_Problem details_. Please pull out every line in the entries below that contains the word "Target". The match is case-sensitive.

_Data supplied_.

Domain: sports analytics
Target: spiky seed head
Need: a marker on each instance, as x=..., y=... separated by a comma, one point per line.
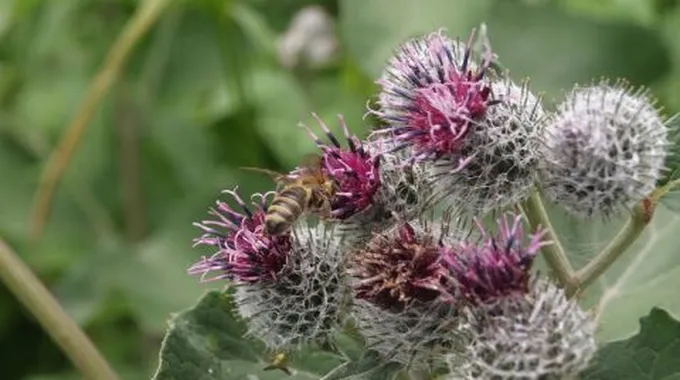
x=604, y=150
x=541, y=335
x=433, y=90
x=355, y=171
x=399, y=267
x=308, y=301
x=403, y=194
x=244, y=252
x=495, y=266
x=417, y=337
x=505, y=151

* * *

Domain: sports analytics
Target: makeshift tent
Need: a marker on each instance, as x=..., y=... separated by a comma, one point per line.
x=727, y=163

==

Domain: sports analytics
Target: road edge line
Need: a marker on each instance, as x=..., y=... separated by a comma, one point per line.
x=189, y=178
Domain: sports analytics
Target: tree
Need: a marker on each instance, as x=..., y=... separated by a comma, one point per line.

_Written solution_.
Target: spiky seed head
Target: makeshift tent
Target: road edge line
Target: tree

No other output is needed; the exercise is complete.